- Given task 1
List every header field name in the quoted message header of the newsgroup post.
- Given task 2
From the newsgroup post, write out the passage that begins at the words "I might be paranoid, but" and ends after the words "at NYU :) ).".

- Document
In article <3cnksb$6vn@gnat.cs.nyu.edu> dewar@cs.nyu.edu (Robert Dewar) writes:

   Path: thecourier.cims.nyu.edu!thecourier.cims.nyu.edu!nobody
   From: dewar@cs.nyu.edu (Robert Dewar)
   Newsgroups: comp.lang.ada,comp.lang.lisp
   Date: 14 Dec 1994 15:34:19 -0500
   Organization: Courant Institute of Mathematical Sciences
   Lines: 3


   I don't see the different mangling schemes as a significant problem for
   Ada binding to C++, yes it is a problem, but relatively minor.

I might be paranoid, but I think it is a minor problem as long as we
remain in relatively friendly environments as G++ (considered that the
coordinator is here at NYU :) ).

Since the major vendors (i.e. Borland and Microsoft) tend to ship
their system complete with new libraries etc. etc. They could in
principle change the mangling scheme in each release.

This may turn out to be a headache.

On top of that, some major vendors may even be tempted not to reveal
their mangling scheme (in order to prevent linkage by other vendors)

- Data rows
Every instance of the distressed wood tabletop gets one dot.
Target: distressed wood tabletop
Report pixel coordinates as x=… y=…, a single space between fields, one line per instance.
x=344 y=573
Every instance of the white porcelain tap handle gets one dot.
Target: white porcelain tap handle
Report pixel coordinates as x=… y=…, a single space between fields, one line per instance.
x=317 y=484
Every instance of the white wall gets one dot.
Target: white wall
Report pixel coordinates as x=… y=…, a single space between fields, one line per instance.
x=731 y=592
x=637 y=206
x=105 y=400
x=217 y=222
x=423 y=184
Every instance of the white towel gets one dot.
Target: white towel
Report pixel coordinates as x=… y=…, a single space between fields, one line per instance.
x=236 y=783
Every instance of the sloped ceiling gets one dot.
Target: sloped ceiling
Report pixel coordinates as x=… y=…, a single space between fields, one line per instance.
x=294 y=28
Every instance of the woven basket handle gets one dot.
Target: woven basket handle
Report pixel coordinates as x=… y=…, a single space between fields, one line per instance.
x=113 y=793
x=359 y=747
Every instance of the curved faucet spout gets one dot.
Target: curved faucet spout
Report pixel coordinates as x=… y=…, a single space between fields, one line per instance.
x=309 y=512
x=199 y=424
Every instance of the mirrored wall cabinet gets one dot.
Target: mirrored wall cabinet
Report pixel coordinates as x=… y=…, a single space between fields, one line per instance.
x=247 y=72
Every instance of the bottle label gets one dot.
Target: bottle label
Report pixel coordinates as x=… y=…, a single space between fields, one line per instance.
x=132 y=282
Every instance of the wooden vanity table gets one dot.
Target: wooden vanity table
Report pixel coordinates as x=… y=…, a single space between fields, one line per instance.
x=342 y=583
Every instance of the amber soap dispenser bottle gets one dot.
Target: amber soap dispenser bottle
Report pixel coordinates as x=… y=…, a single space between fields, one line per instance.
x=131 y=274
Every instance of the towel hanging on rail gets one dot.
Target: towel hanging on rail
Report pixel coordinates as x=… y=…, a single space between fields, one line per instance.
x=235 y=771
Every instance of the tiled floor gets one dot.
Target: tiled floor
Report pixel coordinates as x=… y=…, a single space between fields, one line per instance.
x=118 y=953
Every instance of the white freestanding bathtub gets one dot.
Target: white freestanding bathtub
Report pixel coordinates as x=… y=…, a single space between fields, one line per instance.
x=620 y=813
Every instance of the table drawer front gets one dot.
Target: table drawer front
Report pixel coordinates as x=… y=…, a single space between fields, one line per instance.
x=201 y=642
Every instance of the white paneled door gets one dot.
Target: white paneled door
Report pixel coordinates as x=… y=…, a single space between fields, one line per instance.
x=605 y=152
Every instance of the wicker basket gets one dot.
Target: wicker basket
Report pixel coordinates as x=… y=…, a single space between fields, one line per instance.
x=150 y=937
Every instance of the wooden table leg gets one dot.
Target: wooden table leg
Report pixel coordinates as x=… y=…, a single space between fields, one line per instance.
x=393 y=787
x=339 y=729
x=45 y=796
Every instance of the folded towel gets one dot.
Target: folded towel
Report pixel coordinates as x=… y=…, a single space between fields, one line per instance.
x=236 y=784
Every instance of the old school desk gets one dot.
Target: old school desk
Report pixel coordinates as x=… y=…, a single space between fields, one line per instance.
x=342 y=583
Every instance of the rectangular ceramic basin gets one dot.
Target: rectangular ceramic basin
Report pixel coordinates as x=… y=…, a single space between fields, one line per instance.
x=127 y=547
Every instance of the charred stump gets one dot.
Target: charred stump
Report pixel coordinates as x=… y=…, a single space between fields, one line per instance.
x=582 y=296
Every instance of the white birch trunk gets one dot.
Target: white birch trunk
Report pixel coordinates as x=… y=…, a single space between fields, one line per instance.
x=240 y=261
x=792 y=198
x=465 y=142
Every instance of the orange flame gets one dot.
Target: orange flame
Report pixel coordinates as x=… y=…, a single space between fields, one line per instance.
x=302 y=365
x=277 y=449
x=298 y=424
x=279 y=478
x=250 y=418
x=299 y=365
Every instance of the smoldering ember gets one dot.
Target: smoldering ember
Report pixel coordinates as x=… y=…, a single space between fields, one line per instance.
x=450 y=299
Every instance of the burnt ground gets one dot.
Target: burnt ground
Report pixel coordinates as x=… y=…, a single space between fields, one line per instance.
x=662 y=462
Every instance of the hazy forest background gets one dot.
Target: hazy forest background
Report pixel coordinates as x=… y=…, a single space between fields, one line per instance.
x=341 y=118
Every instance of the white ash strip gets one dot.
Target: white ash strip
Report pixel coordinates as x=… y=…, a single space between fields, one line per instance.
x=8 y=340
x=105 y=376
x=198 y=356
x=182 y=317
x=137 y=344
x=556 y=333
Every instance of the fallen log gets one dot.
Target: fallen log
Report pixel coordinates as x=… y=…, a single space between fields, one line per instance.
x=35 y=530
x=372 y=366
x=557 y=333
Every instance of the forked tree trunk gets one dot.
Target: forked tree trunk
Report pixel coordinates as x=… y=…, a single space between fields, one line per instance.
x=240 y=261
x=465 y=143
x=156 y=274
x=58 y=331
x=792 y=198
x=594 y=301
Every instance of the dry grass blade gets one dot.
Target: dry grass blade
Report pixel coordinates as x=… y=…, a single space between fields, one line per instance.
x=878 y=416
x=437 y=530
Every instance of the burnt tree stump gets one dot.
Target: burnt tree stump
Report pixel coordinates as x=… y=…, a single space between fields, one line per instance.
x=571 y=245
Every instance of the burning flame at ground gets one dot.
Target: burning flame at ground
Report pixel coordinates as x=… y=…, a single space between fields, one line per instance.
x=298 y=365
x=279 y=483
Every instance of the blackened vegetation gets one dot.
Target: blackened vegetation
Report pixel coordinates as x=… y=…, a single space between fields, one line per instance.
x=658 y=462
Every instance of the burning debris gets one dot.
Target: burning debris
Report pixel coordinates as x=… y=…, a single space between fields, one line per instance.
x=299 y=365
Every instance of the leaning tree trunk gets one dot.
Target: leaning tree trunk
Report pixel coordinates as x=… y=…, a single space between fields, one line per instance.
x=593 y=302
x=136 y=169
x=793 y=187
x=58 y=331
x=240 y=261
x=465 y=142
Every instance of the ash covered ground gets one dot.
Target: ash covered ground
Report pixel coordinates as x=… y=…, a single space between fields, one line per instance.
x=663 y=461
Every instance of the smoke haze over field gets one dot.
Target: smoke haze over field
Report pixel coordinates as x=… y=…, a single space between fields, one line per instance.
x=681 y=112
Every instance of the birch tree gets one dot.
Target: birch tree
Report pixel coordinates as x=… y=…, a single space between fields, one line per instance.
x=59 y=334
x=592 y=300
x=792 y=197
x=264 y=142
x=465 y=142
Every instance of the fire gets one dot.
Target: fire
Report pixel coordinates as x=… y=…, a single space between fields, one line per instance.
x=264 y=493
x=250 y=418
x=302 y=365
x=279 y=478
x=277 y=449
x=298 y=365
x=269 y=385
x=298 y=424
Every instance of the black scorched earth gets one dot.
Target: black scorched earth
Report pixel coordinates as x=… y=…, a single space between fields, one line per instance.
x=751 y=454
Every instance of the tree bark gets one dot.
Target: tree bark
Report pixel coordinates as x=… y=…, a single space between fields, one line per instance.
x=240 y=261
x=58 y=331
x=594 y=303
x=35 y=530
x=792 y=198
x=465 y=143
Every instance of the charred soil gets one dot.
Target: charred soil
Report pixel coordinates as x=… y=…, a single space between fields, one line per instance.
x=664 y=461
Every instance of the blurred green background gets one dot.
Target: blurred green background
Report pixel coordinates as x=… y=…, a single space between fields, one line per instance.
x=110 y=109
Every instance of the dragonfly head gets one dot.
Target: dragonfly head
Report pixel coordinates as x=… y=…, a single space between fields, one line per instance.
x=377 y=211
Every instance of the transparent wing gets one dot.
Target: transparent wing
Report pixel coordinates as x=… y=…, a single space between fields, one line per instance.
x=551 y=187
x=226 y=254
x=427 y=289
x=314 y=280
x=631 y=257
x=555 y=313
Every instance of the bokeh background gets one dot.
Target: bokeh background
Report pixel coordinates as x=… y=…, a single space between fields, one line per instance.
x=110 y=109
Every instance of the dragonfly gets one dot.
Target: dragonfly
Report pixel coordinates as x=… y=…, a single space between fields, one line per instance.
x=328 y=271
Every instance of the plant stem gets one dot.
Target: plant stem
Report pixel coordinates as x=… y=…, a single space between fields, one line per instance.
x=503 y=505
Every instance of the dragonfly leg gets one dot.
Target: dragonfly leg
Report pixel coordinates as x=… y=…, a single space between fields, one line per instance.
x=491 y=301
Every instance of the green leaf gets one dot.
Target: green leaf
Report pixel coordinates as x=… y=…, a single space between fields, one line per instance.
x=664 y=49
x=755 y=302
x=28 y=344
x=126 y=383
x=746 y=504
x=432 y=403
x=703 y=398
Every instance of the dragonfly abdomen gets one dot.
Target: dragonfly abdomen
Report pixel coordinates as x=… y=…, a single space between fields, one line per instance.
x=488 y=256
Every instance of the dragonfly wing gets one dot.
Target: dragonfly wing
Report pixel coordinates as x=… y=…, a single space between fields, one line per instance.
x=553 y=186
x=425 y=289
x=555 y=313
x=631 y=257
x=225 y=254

- Full answer 1
Path, From, Newsgroups, Date, Organization, Lines

- Full answer 2
I might be paranoid, but I think it is a minor problem as long as we
remain in relatively friendly environments as G++ (considered that the
coordinator is here at NYU :) ).